**Objetivo da tarefa:**
Edite os registros desde o início até a linha que contém "[0,600,552,720]", inclusive, substituindo "wire basket" por "woven basket". Mantenha todo o resto sem nenhuma alteração.

Dados registrados:
================

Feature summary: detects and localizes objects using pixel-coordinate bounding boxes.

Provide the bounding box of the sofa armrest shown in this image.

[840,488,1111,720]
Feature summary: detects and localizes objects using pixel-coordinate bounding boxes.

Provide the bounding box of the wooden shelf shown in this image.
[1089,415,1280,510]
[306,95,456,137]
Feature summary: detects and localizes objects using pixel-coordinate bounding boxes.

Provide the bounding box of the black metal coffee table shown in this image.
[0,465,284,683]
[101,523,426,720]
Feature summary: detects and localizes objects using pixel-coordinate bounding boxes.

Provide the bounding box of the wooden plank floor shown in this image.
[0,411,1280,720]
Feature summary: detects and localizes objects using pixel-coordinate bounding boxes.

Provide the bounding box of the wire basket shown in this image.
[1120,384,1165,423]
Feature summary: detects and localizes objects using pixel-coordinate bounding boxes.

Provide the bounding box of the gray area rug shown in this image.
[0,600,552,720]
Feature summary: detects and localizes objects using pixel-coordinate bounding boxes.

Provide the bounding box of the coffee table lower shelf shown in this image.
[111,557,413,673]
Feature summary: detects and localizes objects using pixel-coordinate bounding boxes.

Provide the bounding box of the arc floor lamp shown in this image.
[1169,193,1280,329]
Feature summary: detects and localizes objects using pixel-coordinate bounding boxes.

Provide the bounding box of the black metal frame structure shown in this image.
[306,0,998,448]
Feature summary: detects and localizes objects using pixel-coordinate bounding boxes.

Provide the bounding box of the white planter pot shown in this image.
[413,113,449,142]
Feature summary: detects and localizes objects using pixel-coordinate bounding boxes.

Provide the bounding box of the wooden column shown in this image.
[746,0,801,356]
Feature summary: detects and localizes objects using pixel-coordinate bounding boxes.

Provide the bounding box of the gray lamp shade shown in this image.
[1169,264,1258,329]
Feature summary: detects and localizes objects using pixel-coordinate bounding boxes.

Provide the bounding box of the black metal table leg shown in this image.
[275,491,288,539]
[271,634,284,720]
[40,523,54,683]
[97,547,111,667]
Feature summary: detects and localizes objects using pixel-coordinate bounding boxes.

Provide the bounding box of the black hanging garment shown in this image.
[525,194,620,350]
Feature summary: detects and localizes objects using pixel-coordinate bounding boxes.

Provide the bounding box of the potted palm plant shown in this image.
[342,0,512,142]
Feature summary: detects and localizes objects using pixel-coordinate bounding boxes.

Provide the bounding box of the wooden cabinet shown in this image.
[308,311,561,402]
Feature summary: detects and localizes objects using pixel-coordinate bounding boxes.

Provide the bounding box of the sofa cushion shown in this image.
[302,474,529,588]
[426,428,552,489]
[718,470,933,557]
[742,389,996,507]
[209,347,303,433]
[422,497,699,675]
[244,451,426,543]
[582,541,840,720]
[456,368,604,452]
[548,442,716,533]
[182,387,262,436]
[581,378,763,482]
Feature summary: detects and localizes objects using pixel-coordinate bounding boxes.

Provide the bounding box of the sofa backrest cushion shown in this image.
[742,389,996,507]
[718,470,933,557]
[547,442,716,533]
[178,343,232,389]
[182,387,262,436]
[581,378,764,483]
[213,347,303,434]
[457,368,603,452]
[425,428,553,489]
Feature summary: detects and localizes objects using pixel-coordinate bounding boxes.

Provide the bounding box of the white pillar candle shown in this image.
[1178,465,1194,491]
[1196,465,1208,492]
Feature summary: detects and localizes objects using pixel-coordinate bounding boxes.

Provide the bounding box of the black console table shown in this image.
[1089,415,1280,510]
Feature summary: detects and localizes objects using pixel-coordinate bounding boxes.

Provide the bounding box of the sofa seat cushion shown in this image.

================

**Resposta do exercício:**
Feature summary: detects and localizes objects using pixel-coordinate bounding boxes.

Provide the bounding box of the sofa armrest shown in this image.

[840,488,1111,720]
Feature summary: detects and localizes objects using pixel-coordinate bounding boxes.

Provide the bounding box of the wooden shelf shown in this image.
[1089,415,1280,510]
[306,95,456,137]
Feature summary: detects and localizes objects using pixel-coordinate bounding boxes.

Provide the bounding box of the black metal coffee table shown in this image.
[0,465,284,683]
[101,523,426,720]
Feature summary: detects and localizes objects using pixel-coordinate bounding boxes.

Provide the bounding box of the wooden plank floor shown in this image.
[0,411,1280,720]
Feature summary: detects and localizes objects using pixel-coordinate bounding boxes.

Provide the bounding box of the woven basket shown in this image.
[1120,384,1165,423]
Feature summary: detects and localizes objects using pixel-coordinate bounding boxes.

Provide the bounding box of the gray area rug shown in this image.
[0,600,552,720]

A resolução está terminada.